Excerpted text section start

At the end of last week, U.S. Rep. Debbie Mucarsel-Powell, D-Fla., sent a letter to Gov. Ron DeSantis following up on prior inquiries on the state’s contact tracing workforce.
This letter follows reports that after some stalls and delays, the state and county have come to an agreement that will begin the process of hiring 250-450 contact tracers in Miami-Dade.
According to public health experts from the Association of State and Territorial Health Officials (ASTHO) and the National Association of County and City Health Officials (NACCHO), Miami Dade will need more than 10,600 contact tracers alone to respond to the current spread of the virus in Miami-Dade County.
“Based on this latest hiring, the county’s yet-to-be-hired 250-450 contact tracers would only meet 4 percent of the needed tracing workforce to effectively track the virus,” the congresswoman’s office insisted.
On June 8, Mucarsel-Powell sent a letter to DeSantis outlining steps that the state of Florida and local municipalities must address as communities ease COVID-19 precautions, starting with contact tracing.
The letter is below.
Dear Governor DeSantis:
I write to you today to once again inquire upon the status of Florida’s contact tracing workforce. Recent reports indicate that after significant delays, the state has agreed to supply a further 250 contact tracers to Miami-Dade through the end of the year. Based on the latest estimates, the county would have approximately 450 contact tracers through 2020.

Excerpted text section end
Information provided section start

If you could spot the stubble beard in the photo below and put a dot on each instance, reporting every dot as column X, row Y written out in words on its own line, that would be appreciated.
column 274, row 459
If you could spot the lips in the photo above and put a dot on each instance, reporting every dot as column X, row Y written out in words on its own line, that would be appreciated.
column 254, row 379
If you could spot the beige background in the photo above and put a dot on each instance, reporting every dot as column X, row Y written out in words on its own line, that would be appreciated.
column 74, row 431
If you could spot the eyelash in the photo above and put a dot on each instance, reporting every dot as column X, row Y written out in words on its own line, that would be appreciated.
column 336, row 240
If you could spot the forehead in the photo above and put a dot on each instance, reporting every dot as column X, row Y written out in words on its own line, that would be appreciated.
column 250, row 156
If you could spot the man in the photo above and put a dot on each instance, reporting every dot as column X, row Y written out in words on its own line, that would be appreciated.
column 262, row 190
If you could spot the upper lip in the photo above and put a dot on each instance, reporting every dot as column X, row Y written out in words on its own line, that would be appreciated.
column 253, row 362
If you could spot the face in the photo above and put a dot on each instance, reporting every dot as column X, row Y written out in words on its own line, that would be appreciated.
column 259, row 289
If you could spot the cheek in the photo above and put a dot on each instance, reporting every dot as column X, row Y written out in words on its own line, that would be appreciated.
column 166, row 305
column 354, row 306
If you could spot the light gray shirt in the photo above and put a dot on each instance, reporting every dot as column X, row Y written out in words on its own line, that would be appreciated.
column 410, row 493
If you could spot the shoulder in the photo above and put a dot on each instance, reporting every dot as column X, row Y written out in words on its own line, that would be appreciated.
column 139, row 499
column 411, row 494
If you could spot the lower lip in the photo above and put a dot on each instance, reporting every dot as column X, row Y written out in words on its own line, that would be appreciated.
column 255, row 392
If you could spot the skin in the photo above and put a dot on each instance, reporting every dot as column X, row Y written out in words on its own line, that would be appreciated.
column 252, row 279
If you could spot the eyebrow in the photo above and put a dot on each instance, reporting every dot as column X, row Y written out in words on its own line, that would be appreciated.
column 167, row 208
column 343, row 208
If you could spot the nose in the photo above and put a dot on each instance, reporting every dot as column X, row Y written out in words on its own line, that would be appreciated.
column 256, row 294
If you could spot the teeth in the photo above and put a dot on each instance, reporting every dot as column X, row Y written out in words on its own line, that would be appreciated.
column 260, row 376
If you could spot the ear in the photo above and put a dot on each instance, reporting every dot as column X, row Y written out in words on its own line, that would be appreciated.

Information provided section end

## Work task 1
Answer these questions from the article on Florida contact tracing, marking each answer (a), (b), (c) on its own line:
(a) According to public health experts from ASTHO and NACCHO, how many contact tracers will Miami-Dade need?
(b) On what date did Mucarsel-Powell send DeSantis a letter outlining steps on contact tracing?
(c) Through what point has the state agreed to supply a further 250 contact tracers to Miami-Dade?
## Work task 2
Transcribe the portion of the article on Florida contact tracing starting with "According to public" and going on through "congresswoman’s office insisted.".
## Work task 3
Pick up the article on Florida contact tracing from its last sentence and keep writing.
You can set the lines aside; they aren't needed here.

## Exercise answer 1
(a) More than 10,600
(b) June 8
(c) Through the end of the year

## Exercise answer 2
According to public health experts from the Association of State and Territorial Health Officials (ASTHO) and the National Association of County and City Health Officials (NACCHO), Miami Dade will need more than 10,600 contact tracers alone to respond to the current spread of the virus in Miami-Dade County.
“Based on this latest hiring, the county’s yet-to-be-hired 250-450 contact tracers would only meet 4 percent of the needed tracing workforce to effectively track the virus,” the congresswoman’s office insisted.

## Exercise answer 3
This total falls monumentally short of the amount of tracers needed to respond to the current crisis in Miami-Dade County. According to public health experts from the Association of State and Territorial Health Officials (ASTHO) and the National Association of County and City Health Officials (NACCHO), the county will need over 10,600 contact tracers alone to respond to the current spread of the virus in Miami-Dade County. Based on this latest hiring, the county would only meet 4.2 percent of the needed tracing workforce to effectively contain the virus.
As you know, contact tracing is a thorough process that requires each tracer to spend significant time speaking with each confirmed case, subsequent calls with each case’s contact, and regular follow-up with every confirmed case and those who were potentially exposed. With Miami-Dade regularly reporting over 2,000 cases daily, 450 tracers falls far short of the local need.
Without a vaccine or therapeutic, we cannot effectively contain this virus without a robust public health infrastructure to test all symptomatic cases, trace and test their contacts, comfortably quarantine positive cases, and require the widespread use of masks. However, on all fronts our state’s response is lacking. I urge you to treat this situation with the urgency it requires and immediately hire more tracers needed to curb the spread of the virus in South Florida.